- Problems:
[1] In the xgboost.py excerpt below, what file suffix does the temporary file get when no tmp_file is given?
[2] Using the xgboost.py excerpt below, say whether each statement agrees with it, and answer yes or no with the deciding words quoted: (a) When tmp_file is None, the model is saved to a named temporary file. (b) The template rendered is 'xgboost/xgboost.jinja'. (c) The classname passed to the template is 'XGBRegressor'.
[3] Continue the forum post about the xgboost.py porting code below from the point where it stops.

--- Selected text ---

I have checked the xgboost.py file. The original code is:

def port_xgboost(clf, tmp_file=None, **kwargs):
    if tmp_file is None:
        with NamedTemporaryFile('w+', suffix='.json', encoding='utf-8') as tmp:
            clf.save_model(tmp.name)
            tmp.seek(0)
            decoded = json.load(tmp)
    else:
        clf.save_model(tmp_file)

        with open(tmp_file, encoding='utf-8') as file:
            decoded = json.load(file)

    trees = [format_tree(tree) for tree in decoded['learner']['gradient_booster']['model']['trees']]

    return jinja('xgboost/xgboost.jinja', {
        'n_classes': int(decoded['learner']['learner_model_param']['num_class']),
        'trees': trees,
    }, {
        'classname': 'XGBClassifier'
    }, **kwargs)

--- Data shown ---

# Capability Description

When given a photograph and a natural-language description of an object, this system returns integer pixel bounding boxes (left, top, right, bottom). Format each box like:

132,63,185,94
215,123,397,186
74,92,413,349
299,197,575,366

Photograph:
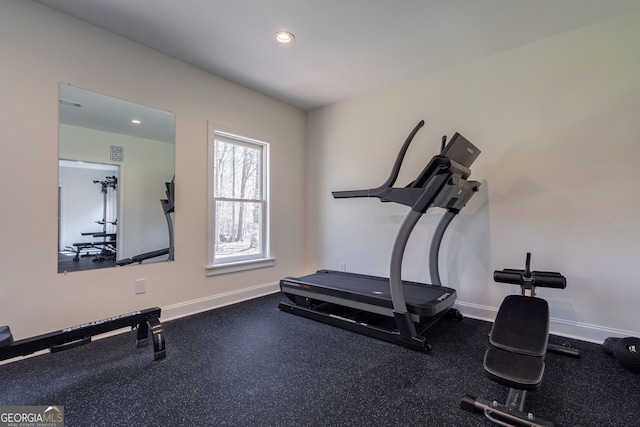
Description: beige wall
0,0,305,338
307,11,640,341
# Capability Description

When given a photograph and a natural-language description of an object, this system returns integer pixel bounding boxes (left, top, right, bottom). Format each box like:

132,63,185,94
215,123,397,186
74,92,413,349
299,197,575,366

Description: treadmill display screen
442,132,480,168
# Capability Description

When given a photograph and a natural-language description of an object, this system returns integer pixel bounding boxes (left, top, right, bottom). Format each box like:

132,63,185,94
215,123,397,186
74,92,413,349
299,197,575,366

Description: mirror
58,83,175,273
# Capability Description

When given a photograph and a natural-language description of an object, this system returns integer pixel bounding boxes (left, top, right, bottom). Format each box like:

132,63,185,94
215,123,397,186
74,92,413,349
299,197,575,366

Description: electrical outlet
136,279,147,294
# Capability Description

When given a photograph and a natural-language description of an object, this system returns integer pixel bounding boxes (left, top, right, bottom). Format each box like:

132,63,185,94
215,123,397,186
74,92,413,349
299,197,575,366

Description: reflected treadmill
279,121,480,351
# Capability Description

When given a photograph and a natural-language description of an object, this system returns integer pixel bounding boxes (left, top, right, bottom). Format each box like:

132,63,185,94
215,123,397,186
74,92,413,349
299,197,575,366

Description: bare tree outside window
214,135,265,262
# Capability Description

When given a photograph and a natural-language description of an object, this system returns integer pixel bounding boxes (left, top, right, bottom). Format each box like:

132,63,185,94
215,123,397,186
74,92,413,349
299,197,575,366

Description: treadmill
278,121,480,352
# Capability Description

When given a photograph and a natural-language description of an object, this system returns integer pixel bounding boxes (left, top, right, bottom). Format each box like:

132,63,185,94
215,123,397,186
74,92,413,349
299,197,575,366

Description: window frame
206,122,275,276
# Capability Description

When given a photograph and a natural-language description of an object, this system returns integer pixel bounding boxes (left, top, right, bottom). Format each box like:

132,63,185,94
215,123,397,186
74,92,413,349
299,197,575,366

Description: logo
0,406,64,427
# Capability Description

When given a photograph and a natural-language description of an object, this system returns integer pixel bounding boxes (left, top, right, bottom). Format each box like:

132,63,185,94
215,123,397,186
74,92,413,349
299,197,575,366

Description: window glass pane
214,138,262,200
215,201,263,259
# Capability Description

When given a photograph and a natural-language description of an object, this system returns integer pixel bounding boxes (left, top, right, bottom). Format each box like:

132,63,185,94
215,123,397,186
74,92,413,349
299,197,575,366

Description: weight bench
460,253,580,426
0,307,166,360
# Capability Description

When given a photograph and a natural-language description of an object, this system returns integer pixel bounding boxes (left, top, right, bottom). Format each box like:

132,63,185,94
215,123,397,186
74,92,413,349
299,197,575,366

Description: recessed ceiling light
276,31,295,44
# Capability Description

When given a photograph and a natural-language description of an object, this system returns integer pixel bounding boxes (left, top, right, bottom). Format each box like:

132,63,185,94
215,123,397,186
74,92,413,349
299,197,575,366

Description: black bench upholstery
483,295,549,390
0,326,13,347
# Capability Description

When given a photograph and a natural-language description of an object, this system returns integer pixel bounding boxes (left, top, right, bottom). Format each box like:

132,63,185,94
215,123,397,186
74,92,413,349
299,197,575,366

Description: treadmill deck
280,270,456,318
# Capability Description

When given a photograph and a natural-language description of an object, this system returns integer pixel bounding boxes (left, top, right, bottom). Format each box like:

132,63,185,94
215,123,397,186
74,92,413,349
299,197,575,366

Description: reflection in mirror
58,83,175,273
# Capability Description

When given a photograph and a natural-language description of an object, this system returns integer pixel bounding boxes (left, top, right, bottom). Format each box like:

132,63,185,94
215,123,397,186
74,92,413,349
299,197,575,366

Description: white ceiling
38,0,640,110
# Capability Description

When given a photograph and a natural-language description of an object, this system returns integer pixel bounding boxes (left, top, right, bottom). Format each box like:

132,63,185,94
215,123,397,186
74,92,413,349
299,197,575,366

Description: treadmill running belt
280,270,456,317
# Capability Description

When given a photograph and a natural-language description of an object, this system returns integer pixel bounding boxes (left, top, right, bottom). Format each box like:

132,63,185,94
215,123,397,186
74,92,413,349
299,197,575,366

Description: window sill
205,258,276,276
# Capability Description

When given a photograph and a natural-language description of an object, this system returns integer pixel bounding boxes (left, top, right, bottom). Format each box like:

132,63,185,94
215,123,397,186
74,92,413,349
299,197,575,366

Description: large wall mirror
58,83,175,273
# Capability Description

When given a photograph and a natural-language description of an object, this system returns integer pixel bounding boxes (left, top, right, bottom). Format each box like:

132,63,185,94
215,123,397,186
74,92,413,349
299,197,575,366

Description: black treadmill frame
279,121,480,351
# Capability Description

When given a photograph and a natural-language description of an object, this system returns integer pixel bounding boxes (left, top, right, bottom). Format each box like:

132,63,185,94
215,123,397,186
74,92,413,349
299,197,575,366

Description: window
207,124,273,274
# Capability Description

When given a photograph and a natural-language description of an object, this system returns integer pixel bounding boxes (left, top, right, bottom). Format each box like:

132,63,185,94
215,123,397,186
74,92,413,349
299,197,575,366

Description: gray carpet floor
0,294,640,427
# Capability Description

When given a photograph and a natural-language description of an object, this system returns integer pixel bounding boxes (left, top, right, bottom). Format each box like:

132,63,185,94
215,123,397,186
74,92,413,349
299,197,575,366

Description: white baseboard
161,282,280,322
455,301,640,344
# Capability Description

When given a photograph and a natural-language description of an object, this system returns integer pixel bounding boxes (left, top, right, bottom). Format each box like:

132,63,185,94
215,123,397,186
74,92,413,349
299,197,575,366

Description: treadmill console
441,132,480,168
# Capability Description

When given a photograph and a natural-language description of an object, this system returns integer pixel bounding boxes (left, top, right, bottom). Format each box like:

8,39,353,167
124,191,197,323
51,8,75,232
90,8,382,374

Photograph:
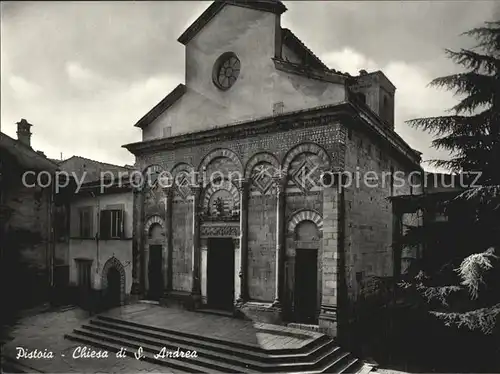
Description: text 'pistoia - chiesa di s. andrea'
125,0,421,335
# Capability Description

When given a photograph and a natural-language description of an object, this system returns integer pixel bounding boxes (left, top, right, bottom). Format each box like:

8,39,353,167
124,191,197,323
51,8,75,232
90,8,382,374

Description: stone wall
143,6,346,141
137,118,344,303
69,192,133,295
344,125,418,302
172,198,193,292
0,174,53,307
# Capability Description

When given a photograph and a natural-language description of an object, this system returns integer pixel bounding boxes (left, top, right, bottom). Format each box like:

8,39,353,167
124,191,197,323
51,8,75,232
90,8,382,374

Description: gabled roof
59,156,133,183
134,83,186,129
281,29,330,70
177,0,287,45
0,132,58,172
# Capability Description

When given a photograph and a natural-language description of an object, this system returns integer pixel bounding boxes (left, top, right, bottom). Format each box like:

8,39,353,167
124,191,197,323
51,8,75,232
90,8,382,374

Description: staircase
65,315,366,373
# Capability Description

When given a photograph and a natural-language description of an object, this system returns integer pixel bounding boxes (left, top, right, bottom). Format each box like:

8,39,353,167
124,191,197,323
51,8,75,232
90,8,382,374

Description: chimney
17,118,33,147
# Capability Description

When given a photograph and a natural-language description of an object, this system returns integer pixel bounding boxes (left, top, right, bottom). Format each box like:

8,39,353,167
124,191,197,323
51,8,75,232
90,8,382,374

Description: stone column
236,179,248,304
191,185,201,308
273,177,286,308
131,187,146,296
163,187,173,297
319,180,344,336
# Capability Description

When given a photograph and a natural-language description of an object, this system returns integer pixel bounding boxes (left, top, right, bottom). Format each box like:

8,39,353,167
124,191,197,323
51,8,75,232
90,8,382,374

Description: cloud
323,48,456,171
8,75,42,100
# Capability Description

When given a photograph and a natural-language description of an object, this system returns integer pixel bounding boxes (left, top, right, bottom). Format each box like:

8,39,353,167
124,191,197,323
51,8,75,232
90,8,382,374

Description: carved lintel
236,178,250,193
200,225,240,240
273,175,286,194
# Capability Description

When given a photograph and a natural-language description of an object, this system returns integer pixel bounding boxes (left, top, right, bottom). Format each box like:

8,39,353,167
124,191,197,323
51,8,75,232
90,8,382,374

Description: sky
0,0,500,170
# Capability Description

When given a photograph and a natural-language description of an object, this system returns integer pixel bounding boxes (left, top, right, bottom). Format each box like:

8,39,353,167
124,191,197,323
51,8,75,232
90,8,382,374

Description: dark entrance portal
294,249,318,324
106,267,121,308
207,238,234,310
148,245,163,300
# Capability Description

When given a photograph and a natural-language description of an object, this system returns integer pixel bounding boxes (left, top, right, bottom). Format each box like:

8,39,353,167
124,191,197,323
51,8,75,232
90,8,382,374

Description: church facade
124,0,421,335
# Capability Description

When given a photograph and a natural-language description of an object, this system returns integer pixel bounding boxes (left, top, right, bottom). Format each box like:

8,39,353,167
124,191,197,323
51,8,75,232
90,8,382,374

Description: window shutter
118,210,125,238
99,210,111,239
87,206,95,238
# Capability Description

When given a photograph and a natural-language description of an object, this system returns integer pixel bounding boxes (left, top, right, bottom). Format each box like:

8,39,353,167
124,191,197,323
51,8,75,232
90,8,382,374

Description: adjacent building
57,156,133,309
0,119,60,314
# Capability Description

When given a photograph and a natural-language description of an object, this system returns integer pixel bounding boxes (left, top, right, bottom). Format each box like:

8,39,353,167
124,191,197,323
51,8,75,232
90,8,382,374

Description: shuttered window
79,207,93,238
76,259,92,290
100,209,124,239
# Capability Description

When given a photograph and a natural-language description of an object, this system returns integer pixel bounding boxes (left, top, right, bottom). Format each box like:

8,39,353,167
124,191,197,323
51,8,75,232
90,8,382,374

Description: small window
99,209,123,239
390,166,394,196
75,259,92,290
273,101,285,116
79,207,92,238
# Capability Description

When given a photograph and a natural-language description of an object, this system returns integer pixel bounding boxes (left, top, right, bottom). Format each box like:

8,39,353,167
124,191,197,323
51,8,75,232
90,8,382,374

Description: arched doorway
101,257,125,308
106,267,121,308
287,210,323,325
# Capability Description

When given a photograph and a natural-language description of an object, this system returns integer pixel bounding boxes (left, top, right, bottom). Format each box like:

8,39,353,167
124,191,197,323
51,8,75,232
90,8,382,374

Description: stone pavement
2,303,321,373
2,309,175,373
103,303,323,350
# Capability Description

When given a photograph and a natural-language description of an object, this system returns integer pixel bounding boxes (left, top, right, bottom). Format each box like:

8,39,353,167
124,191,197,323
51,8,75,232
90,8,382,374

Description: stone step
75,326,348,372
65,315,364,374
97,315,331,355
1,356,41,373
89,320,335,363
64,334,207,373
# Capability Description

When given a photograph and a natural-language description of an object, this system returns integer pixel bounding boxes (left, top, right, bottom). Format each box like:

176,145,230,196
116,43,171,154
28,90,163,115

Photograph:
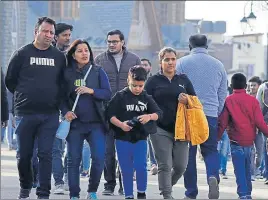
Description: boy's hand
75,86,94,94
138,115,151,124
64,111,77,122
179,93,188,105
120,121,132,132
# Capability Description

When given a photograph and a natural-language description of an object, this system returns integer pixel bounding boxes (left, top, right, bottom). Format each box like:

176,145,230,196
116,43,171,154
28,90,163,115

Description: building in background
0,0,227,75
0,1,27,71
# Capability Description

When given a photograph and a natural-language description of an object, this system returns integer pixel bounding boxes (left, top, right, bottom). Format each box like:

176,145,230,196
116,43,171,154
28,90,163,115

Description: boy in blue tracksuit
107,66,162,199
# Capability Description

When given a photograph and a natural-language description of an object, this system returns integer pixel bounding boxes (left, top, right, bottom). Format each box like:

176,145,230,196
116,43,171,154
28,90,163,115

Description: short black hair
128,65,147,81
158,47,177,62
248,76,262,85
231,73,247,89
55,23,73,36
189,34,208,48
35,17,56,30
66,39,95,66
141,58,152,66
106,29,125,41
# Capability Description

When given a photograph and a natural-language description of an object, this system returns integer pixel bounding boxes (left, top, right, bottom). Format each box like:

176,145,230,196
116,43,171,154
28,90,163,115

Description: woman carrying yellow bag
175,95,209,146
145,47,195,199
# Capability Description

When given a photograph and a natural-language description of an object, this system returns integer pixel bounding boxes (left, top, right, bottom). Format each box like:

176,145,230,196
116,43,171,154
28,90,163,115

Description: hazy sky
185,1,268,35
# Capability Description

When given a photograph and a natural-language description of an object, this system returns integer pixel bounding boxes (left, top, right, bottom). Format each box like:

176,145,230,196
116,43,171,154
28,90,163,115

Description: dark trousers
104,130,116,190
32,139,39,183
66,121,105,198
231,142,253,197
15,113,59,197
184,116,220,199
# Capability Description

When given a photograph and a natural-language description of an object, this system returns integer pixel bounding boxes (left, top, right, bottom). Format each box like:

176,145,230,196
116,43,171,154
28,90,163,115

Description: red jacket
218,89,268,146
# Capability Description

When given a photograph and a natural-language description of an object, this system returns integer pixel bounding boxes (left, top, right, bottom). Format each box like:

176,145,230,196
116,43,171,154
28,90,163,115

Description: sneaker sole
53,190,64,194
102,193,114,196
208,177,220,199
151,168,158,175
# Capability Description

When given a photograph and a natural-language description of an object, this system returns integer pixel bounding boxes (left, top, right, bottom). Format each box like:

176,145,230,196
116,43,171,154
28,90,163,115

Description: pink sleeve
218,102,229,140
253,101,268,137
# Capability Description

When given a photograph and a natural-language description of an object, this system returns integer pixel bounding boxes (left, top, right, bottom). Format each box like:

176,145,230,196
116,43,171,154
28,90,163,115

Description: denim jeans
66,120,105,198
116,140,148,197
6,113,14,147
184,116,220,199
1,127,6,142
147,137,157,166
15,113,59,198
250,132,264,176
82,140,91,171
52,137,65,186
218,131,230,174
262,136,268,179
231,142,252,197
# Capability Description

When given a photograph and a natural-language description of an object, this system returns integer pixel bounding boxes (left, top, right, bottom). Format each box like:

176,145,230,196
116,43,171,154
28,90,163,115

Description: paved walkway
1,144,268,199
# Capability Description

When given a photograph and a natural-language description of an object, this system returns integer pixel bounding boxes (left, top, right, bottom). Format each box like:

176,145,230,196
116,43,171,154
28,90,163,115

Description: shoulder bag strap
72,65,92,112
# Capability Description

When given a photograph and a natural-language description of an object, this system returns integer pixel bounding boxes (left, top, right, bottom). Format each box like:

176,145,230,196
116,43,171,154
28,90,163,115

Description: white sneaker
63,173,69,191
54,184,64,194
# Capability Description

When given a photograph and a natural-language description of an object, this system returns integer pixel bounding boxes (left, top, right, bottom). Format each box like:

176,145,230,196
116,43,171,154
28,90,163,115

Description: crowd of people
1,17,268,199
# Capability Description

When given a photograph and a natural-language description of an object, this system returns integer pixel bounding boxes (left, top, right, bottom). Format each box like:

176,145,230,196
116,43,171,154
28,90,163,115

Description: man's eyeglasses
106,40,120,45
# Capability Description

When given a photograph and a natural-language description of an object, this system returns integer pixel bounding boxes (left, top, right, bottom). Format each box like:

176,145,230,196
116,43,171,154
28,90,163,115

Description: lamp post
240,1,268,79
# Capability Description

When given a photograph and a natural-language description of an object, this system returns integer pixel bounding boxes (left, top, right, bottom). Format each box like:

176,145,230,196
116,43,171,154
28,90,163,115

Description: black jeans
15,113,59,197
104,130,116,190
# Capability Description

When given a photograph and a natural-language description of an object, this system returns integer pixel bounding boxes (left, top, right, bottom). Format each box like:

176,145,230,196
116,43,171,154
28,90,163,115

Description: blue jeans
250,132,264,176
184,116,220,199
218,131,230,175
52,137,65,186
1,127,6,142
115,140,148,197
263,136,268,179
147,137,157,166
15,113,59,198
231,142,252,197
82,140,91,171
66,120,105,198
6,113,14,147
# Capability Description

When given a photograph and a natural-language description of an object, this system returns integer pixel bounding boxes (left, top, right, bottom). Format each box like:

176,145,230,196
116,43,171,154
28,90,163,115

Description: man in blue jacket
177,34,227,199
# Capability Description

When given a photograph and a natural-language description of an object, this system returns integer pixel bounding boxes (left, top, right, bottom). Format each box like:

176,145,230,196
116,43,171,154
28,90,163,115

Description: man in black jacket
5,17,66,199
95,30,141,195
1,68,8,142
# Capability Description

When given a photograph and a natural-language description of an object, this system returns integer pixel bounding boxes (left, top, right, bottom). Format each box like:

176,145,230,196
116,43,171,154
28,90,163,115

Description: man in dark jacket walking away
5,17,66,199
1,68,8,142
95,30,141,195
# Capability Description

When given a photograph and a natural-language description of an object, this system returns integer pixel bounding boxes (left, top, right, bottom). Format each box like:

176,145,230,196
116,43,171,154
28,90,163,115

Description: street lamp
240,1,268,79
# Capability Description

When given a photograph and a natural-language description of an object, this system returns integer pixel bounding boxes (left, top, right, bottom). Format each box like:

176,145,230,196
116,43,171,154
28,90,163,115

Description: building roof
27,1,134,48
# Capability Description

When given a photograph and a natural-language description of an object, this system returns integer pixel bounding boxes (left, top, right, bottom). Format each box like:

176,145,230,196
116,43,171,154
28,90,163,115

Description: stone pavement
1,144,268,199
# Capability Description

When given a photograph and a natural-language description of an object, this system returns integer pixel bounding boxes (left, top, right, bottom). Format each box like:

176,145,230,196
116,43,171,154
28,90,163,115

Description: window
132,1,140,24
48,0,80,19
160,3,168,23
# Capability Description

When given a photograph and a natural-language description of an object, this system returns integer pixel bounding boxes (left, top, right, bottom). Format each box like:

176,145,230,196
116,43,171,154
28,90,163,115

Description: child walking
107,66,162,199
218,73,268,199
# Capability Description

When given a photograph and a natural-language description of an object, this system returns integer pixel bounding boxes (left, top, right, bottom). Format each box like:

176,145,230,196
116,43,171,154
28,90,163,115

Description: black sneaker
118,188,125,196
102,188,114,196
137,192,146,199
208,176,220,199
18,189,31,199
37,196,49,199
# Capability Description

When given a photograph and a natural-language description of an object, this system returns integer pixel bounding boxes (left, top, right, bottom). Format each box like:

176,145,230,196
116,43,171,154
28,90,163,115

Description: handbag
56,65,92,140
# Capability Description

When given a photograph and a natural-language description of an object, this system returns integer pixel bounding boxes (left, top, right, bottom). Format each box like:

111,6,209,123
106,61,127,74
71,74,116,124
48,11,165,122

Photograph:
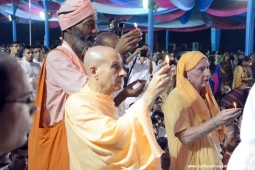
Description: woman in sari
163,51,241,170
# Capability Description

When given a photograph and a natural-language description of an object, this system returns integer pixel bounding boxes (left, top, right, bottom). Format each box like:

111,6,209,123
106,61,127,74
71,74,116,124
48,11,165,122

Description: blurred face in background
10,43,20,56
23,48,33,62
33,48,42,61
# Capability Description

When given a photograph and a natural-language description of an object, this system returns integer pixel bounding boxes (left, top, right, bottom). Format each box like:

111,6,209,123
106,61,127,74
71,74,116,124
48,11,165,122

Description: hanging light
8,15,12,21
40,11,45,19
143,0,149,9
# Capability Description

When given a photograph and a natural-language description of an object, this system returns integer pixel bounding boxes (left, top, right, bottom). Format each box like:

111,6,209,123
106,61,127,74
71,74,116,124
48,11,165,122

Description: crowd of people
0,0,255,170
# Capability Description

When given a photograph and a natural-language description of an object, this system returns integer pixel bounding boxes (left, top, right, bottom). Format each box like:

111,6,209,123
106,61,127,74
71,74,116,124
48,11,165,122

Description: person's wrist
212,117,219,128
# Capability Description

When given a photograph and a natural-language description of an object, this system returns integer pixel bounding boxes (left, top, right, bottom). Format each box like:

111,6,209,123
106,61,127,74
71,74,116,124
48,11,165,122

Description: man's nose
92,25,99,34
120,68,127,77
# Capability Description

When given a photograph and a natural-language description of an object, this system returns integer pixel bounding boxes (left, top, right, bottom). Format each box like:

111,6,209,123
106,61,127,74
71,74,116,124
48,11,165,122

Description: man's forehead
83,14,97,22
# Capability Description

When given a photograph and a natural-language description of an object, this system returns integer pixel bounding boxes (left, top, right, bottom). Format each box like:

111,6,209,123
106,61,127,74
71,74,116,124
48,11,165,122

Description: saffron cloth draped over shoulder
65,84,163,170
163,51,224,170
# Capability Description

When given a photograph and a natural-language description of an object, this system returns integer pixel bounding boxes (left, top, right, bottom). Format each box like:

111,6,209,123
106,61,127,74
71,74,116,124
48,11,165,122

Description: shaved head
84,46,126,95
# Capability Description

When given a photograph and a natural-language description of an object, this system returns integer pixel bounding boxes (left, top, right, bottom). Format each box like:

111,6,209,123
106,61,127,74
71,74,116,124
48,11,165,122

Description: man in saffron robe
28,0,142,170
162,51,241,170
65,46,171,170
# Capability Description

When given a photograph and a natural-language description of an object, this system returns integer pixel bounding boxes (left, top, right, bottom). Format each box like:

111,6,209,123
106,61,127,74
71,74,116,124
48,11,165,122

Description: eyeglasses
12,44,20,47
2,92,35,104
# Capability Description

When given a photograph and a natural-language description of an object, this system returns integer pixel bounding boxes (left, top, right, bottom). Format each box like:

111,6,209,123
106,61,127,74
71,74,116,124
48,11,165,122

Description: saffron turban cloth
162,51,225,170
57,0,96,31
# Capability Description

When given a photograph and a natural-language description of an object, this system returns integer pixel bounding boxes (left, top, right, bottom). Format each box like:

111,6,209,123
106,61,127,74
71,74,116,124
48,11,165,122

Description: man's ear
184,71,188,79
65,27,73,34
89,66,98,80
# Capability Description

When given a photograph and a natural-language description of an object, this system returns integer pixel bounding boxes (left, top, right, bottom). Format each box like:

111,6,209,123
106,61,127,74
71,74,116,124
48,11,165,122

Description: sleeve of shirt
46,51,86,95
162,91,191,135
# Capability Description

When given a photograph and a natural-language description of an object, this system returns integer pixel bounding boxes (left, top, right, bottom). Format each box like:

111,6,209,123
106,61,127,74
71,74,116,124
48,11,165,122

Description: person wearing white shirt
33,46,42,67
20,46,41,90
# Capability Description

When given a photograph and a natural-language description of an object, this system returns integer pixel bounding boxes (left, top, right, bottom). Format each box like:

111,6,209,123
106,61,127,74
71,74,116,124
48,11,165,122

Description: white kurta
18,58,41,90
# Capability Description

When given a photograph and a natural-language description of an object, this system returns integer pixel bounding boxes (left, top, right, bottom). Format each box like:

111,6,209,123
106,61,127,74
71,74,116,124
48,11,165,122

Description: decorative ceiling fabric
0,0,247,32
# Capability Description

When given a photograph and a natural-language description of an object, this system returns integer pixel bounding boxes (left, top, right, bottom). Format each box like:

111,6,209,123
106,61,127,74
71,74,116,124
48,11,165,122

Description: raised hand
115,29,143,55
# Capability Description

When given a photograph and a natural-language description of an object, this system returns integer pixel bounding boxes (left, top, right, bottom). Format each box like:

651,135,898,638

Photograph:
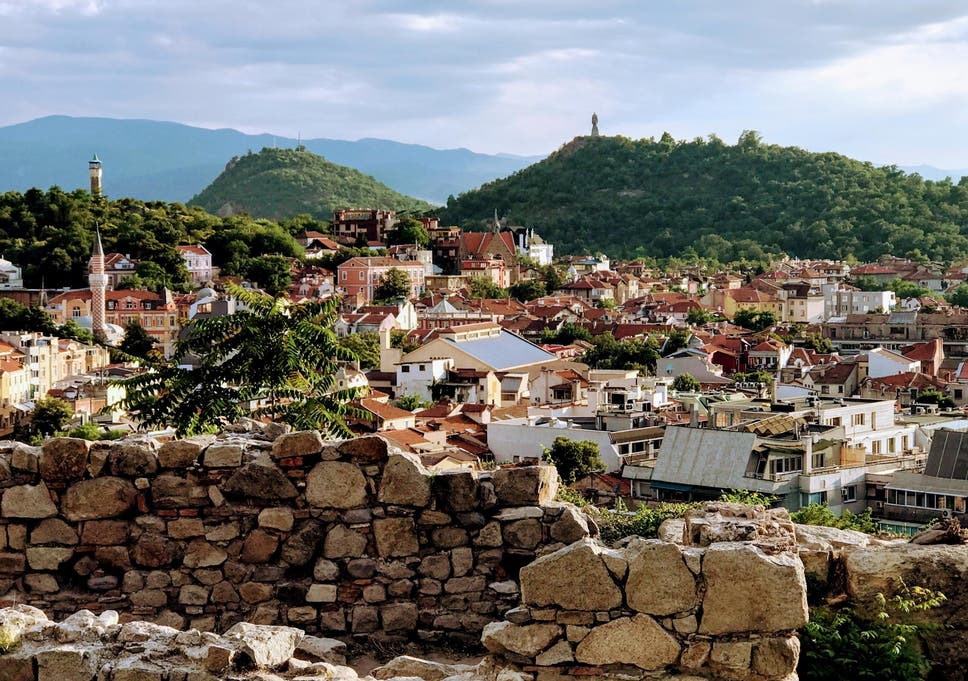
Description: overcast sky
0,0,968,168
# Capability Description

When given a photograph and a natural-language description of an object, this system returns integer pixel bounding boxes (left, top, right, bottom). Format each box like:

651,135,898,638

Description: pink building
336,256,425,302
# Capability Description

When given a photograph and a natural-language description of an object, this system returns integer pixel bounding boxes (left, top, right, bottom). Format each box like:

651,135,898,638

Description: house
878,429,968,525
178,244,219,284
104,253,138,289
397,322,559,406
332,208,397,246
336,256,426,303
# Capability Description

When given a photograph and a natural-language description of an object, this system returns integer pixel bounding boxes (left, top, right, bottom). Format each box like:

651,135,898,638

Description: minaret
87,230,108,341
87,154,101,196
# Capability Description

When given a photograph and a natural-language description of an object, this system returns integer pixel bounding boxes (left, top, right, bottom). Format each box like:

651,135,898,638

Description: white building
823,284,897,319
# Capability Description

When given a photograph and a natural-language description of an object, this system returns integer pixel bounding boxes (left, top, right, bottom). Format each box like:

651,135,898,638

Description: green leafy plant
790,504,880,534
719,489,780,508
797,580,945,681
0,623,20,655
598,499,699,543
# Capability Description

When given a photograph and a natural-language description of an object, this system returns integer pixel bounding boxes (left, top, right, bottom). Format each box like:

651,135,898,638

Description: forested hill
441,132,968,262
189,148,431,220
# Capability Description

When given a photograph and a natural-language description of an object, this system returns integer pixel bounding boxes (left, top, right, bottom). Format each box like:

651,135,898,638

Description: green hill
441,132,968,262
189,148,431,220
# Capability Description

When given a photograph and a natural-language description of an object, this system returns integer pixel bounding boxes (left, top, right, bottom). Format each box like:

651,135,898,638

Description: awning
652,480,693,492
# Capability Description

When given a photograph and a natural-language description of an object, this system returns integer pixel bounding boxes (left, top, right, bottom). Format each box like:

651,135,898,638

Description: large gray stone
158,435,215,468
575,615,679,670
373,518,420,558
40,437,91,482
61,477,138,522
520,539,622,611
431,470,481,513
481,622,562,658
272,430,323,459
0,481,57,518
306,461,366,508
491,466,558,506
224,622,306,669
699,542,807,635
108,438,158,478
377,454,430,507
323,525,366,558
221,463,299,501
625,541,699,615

---

- Outputs:
[1] .json

[2]
(a) Yes: "with NamedTemporaryFile('w+', suffix='.json', encoding='utf-8') as tmp:" and "clf.save_model(tmp.name)"
(b) Yes: "return jinja('xgboost/xgboost.jinja', {"
(c) No: "'classname': 'XGBClassifier'"

[3]
SOLUTION: By removing the None from: def port_xgboost(clf, tmp_file=None, **kwargs):

The user can then specify the None in their python script if they would prefer (and if it works) a temp file in APPDATA/LOCAL or they can actually specify the directory with the file ending in .json: print(port(xgb, tmp_file = "C:\\Users\\*username*\\Desktop\\test.json")))

And they can use the code exemplified for the DecisionTree/RandomForest to create a .h file:

with open('XGBoostClassifier.h', 'w') as file:
    file.write(port(xgb, tmp_file = "C:\\Users\\*username*\\Desktop\\test.json"))

Please update the library and add the documentation for the temp file/specified location.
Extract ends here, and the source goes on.